Stored records ::
Segment Open

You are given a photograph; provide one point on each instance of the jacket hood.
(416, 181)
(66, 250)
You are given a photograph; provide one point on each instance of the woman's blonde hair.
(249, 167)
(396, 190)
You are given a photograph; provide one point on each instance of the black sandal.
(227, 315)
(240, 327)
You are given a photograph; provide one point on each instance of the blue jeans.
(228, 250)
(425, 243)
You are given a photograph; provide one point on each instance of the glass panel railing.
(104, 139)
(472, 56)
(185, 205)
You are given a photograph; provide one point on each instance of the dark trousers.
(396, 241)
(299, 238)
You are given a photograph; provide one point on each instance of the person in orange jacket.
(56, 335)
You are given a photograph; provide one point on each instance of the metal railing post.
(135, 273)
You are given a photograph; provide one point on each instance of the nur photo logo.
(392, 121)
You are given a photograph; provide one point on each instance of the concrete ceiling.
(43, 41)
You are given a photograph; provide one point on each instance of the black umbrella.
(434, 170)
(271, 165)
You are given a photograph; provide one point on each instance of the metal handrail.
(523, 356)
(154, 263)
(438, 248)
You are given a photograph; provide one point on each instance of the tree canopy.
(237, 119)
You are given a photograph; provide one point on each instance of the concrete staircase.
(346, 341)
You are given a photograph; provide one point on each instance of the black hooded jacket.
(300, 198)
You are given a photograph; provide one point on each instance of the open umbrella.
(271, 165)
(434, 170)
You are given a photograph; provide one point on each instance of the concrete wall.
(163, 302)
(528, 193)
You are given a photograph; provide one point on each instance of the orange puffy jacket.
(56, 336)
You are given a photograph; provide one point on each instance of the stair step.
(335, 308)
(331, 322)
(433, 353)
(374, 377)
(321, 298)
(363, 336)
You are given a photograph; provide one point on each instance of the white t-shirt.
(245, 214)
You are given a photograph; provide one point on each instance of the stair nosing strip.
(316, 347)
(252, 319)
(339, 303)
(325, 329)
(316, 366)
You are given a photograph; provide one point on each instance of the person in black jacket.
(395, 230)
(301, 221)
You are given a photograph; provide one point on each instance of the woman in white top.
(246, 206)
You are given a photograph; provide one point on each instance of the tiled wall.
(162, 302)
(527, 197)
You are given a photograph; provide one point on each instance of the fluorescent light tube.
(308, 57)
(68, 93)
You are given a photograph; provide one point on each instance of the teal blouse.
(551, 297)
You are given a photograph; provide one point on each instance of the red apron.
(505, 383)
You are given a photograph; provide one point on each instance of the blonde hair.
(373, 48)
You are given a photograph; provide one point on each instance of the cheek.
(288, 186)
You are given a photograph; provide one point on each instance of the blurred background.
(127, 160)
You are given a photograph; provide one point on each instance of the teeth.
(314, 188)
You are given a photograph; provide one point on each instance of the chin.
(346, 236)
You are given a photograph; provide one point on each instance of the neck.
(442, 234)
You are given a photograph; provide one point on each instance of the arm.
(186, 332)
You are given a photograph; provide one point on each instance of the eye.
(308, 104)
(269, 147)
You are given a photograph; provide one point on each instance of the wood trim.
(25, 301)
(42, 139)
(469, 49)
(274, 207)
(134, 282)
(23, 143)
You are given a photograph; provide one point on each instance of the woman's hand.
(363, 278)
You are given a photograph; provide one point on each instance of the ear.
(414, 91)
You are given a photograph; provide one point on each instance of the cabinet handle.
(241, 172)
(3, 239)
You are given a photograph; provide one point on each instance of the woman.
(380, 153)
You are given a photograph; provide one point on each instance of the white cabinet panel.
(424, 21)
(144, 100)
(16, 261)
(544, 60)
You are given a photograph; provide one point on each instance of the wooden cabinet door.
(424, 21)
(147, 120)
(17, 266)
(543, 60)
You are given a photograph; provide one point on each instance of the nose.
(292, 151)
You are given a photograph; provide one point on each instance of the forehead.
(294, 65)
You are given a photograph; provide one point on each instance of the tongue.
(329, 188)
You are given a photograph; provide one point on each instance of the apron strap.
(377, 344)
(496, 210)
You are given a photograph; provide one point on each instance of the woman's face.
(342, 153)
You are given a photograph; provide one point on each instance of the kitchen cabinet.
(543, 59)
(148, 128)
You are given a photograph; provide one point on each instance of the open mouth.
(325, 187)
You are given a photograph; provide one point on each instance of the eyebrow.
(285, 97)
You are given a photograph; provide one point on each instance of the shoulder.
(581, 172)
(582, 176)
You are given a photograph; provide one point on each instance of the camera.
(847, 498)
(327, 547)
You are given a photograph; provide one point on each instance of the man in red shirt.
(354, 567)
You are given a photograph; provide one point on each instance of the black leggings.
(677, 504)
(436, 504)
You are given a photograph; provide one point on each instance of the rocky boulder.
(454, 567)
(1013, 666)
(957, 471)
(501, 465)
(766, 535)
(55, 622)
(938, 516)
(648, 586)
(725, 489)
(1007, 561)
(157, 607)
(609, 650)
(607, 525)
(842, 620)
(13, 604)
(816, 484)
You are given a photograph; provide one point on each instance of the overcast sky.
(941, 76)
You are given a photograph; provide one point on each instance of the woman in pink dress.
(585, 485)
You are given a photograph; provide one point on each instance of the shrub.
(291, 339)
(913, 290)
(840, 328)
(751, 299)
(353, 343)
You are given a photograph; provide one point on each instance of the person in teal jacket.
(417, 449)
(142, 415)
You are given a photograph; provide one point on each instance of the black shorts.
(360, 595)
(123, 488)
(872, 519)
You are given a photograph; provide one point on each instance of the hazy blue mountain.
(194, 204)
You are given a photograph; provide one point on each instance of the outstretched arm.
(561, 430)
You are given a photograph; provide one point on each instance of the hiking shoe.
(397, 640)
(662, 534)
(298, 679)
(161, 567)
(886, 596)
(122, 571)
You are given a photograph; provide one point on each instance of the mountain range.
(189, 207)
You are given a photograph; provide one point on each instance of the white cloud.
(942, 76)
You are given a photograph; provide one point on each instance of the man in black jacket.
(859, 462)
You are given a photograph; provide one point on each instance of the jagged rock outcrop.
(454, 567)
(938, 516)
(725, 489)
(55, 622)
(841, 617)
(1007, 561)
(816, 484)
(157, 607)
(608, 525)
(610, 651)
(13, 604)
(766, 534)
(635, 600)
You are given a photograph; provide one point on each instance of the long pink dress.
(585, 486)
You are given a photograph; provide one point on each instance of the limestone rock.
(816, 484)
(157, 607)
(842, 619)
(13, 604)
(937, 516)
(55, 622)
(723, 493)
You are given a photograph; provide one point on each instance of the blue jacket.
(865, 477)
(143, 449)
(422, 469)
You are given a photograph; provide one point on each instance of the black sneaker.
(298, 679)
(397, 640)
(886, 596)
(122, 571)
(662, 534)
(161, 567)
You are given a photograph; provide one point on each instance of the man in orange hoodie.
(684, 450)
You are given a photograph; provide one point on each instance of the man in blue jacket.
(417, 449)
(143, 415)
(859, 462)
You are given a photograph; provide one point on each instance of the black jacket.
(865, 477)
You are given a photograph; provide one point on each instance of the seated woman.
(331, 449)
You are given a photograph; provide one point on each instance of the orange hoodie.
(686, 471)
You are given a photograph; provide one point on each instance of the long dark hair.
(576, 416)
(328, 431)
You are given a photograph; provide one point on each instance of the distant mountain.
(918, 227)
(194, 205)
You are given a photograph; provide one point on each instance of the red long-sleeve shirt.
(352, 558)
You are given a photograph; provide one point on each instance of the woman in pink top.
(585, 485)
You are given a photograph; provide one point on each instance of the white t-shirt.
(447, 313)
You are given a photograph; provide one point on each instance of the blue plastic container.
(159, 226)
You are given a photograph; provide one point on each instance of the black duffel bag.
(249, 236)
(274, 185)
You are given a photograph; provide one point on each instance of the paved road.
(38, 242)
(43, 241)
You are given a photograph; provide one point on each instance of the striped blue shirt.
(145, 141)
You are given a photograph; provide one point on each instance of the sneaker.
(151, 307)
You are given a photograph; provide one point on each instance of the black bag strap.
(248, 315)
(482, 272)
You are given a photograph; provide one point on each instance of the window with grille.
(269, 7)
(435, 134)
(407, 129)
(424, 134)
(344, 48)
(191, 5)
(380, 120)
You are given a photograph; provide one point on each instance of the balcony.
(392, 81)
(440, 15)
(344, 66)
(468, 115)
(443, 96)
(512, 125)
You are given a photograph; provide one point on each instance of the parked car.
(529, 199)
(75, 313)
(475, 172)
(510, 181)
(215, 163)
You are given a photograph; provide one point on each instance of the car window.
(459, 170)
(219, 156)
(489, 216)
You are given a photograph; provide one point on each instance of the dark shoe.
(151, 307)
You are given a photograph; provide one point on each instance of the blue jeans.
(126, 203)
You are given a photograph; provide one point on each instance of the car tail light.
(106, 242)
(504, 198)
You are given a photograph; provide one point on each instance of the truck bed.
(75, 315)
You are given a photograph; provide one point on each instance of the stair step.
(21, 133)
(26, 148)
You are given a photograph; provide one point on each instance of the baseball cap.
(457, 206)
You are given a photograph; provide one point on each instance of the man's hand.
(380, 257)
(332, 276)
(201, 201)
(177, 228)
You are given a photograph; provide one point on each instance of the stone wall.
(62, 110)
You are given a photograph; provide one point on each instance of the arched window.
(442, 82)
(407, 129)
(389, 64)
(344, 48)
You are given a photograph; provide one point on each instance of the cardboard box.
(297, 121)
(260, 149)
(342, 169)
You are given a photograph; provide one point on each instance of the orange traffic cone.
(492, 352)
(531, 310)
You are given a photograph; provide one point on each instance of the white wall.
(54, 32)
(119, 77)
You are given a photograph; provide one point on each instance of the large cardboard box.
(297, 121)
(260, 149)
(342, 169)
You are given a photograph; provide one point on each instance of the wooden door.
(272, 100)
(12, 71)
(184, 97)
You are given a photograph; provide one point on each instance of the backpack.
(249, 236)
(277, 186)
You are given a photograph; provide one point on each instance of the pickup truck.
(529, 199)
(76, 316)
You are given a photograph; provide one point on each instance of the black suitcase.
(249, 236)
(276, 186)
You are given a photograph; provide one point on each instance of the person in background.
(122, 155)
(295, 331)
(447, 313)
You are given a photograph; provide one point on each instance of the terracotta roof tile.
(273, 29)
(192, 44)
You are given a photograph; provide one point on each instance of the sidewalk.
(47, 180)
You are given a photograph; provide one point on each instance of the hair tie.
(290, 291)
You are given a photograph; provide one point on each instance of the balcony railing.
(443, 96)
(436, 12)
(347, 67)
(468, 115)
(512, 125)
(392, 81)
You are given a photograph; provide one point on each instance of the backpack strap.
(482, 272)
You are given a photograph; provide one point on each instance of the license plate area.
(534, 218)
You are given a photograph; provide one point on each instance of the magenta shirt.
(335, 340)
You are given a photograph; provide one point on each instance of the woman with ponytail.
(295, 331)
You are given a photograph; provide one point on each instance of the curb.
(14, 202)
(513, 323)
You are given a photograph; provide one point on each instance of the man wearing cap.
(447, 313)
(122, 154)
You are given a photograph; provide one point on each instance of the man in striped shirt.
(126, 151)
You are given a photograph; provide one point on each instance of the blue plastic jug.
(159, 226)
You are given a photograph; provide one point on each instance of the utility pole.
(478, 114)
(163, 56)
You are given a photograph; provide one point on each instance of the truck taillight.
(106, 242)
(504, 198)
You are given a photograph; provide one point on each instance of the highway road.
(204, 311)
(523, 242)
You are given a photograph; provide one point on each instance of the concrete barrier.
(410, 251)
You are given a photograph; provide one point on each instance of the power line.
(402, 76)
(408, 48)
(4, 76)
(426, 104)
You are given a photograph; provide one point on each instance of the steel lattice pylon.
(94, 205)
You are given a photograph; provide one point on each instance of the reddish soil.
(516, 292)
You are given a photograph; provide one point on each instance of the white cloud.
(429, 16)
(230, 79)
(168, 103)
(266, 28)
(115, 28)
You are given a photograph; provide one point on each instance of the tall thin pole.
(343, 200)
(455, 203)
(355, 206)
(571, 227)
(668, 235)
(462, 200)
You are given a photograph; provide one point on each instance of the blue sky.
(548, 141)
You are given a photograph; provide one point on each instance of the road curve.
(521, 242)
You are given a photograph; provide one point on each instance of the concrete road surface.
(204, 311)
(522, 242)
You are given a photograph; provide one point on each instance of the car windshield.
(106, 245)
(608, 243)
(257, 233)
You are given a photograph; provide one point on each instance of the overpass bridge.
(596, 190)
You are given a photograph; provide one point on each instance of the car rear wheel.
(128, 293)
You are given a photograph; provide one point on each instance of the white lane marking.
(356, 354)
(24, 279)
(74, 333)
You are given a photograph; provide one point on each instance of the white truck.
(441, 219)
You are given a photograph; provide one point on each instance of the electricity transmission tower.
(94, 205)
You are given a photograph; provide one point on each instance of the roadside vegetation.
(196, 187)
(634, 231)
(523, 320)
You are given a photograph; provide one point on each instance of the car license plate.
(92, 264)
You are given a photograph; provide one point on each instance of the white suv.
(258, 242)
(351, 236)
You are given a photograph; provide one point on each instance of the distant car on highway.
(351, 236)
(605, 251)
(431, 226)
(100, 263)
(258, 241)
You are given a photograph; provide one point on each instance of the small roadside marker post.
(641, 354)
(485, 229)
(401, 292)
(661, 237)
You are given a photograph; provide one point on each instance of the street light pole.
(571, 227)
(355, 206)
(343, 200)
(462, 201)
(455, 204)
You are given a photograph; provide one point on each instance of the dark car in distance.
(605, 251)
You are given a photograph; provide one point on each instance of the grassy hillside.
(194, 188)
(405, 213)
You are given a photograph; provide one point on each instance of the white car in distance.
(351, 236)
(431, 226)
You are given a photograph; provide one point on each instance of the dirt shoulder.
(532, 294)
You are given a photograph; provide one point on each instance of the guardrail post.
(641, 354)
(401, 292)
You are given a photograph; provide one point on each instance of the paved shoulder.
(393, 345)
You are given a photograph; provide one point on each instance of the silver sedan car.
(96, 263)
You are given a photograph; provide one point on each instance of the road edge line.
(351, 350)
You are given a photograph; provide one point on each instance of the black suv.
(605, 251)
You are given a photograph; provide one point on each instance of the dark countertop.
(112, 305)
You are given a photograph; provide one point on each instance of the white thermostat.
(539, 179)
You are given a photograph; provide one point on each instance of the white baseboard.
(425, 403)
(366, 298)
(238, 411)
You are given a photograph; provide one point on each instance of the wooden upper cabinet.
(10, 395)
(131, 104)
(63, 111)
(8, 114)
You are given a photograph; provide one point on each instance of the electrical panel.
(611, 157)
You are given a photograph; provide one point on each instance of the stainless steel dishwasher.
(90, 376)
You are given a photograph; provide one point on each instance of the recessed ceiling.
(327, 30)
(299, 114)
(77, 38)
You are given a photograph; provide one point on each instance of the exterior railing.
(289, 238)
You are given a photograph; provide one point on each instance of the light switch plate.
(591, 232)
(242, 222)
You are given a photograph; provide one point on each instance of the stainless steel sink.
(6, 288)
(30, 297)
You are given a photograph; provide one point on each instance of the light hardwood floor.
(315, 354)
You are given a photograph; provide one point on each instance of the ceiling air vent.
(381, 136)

Segment Closed

Find "the electrical panel." in the data above, then repeat that line and all lines after it exactly, ending with the final line.

Expected answer ::
You are given a photograph; provide one point on each instance of the electrical panel.
(611, 157)
You are given a photograph; provide one point on each instance of the stainless steel dishwasher.
(90, 376)
You are given a photograph; provide one point on each instance of the recessed ceiling.
(327, 30)
(299, 114)
(77, 38)
You are given a photograph; provide one point on each instance of the exterior railing.
(289, 238)
You are given a photograph; provide one point on each instance of the light switch plate.
(591, 232)
(242, 222)
You are given a photograph; provide one point on each instance of the stainless steel sink.
(6, 288)
(30, 297)
You are given a photograph; provide one point on each instance of the light hardwood floor.
(315, 354)
You are given a photograph; provide one point on each instance of the ceiling air vent.
(381, 136)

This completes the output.